### The exercise
Rewrite the rows in the stretch from "Indicate a point on each instance of the black" through "x=134, y=163", replacing "backpack strap" with "shoulder strap" and changing nothing else.

-*-*-

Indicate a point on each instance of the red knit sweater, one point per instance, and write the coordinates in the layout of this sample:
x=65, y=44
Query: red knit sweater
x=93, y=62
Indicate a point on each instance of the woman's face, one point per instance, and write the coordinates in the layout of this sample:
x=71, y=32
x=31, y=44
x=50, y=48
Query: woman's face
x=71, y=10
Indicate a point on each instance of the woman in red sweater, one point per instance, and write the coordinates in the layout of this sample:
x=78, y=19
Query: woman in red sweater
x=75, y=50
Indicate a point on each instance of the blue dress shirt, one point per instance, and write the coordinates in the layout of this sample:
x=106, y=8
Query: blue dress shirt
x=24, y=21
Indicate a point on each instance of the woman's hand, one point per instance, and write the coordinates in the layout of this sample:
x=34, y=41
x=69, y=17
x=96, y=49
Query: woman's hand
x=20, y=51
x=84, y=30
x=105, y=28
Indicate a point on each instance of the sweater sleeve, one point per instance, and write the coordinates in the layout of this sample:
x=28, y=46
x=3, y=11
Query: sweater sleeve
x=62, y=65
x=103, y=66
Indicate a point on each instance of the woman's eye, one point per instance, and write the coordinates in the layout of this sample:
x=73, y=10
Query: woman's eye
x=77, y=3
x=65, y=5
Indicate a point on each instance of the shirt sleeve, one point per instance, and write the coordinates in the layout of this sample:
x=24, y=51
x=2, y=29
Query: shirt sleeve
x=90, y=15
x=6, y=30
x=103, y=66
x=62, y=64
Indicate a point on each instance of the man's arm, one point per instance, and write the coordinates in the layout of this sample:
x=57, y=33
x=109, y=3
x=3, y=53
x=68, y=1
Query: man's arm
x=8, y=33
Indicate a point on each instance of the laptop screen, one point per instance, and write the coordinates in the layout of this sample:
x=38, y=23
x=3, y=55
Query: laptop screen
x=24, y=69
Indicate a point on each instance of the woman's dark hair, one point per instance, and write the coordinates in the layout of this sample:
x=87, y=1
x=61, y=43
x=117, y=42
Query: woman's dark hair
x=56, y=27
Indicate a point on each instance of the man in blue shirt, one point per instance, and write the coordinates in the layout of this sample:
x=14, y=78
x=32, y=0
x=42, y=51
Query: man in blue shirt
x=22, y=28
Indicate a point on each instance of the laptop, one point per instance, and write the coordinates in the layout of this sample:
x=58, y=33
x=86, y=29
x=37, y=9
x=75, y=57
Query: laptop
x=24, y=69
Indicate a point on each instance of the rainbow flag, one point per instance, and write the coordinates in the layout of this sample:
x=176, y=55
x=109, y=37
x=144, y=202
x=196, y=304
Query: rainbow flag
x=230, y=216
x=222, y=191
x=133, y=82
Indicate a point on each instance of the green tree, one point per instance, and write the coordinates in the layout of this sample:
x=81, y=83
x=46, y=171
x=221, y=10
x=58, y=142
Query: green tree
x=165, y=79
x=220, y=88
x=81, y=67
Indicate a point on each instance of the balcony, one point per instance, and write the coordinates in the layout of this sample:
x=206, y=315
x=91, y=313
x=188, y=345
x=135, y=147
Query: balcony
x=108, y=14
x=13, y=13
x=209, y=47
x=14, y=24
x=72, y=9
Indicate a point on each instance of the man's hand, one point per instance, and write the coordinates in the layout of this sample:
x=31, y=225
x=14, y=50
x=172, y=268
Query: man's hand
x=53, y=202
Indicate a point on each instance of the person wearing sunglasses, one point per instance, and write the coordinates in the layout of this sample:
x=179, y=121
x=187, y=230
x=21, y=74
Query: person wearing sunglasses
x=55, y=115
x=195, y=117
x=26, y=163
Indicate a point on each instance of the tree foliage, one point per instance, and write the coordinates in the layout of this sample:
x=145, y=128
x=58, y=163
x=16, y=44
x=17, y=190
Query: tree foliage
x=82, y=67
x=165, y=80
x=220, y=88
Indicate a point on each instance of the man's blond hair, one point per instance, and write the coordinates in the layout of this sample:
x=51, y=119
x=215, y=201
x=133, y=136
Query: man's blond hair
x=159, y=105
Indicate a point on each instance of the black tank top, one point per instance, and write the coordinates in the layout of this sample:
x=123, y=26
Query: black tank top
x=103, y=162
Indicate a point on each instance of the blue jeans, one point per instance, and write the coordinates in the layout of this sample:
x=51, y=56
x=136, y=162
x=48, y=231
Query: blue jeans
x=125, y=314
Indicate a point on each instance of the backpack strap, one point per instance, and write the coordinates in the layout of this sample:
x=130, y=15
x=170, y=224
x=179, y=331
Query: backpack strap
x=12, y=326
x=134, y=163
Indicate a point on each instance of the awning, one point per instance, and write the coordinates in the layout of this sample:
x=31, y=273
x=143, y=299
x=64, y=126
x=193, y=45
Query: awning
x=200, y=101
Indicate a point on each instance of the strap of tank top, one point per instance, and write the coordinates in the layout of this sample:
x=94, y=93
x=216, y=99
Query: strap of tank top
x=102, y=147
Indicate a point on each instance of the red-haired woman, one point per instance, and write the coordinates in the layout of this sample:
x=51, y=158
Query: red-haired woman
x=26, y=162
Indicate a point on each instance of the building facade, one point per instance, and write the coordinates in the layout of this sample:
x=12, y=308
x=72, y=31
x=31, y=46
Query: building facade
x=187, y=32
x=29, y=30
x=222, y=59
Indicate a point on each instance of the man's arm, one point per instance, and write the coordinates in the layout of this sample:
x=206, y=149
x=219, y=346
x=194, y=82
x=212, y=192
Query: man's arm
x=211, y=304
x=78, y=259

-*-*-

### Solution
Indicate a point on each instance of the black tank top, one point per instance, and write the coordinates in the layout of this sample:
x=123, y=26
Query: black tank top
x=103, y=162
Indicate a point on each instance of the blue jeans, one point per instance, and write the coordinates in the layout of this sample:
x=51, y=56
x=136, y=162
x=48, y=231
Query: blue jeans
x=125, y=314
Indicate a point on each instance of the shoulder strap, one point per instance, and write the coordinates in the layout of this sample:
x=130, y=15
x=170, y=224
x=179, y=331
Query: shoulder strap
x=12, y=326
x=134, y=163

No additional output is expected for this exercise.